Source document:

8. A disk for use in a toroidal type continuously variable transmission which comprises an input disk and an output disk each including a traction surface of a concave- arc - shaped cross section interposed between a small diameter end portion and a large diameter end portion and disposed concentrically with each other with their respective traction surfaces opposed to each other, and a power roller rollingly engageable with the respective traction surfaces of the input disk and the output disk to thereby transmit power, wherein said disk is used as one of the input disk and the output disk, and said disk comprising metal flows existing along a surface of said disk including at least of part of the traction surface, wherein said metal flows have such a positional relationship with respect to the surface of said disk that an angle θ formed between each of said metal flows existing along the surface and a tangent of the surface is greater than or equal to 2 degrees and smaller than or equal to 30 degrees.
9. A disk for use in a toroidal type continuously variable transmission according to claim 8 , wherein said metal flows along the surface exist along the traction surface in a range of an angle α of at least 45 degrees or more in a peripheral direction of the traction surface, where the angle α is an angle formed by the traction surface with respect to a horizontal line passing through a center of a radius of the traction surface and parallel to an axis of the disk in a cross section of the disk.
10. A disk for use in a toroidal type continuously variable transmission according to claim 8 , wherein said surface of said disk further includes an inside diameter surface, and said metal flows exist along said inside diameter surface in a distance of at least h which is a distance starting at an end surface of the small diameter end portion and extending towards an end surface of the large diameter end portion, and if a length of said disk in a axial direction thereof is expressed as A, the following relationship is achieved: h=A/ 3 .

Problems to solve:
A. Decide whether each statement agrees with the claims on the toroidal transmission disk, and back each answer with the deciding words quoted from those claims: (i) The angle θ between each metal flow and a tangent of the surface may not exceed 30 degrees. (ii) The power roller engages only the traction surface of the input disk. (iii) In claim 9, the metal flows extend along the traction surface over an angle α of at least 45 degrees in a peripheral direction.
B. Pick up the claims on the toroidal transmission disk after their final sentence and write the next part.

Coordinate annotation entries
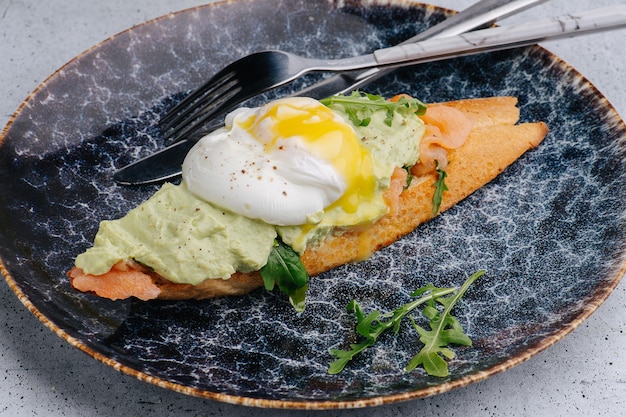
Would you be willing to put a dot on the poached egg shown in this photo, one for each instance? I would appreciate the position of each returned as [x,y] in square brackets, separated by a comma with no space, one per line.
[285,163]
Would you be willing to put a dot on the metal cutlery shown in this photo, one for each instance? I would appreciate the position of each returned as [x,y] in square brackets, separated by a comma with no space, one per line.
[166,164]
[479,41]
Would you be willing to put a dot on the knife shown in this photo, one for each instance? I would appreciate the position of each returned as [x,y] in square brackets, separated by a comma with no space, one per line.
[166,164]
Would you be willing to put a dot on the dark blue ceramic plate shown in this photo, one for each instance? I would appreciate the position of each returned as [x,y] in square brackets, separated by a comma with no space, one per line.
[550,231]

Written responses:
A.
(i) Yes: "greater than or equal to 2 degrees and smaller than or equal to 30 degrees."
(ii) No: "a power roller rollingly engageable with the respective traction surfaces of the input disk and the output disk."
(iii) Yes: "in a range of an angle α of at least 45 degrees or more in a peripheral direction of the traction surface."

B.
11. A disk for use in a toroidal type continuously variable transmission which comprises an input disk and an output disk each including a traction surface of a concave- arc - shaped cross section interposed between a small diameter end portion and a large diameter end portion and disposed concentrically with each other with their respective traction surfaces opposed to each other, and a power roller rollingly engageable with the respective traction surfaces of the input disk and the output disk to thereby transmit power, wherein said disk is used as one of the input disk and the output disk, and said disk comprising high - density non metallic inclusions, wherein a small radius of a contact ellipse between the traction surface and the power roller is expressed as b when the power roller is set so as to be parallel an axis of said disk, and said high - density nonmetallic inclusions do not exist in an area which is distant at least by 1 . 5 b or shorter in a depth direction from the traction surface.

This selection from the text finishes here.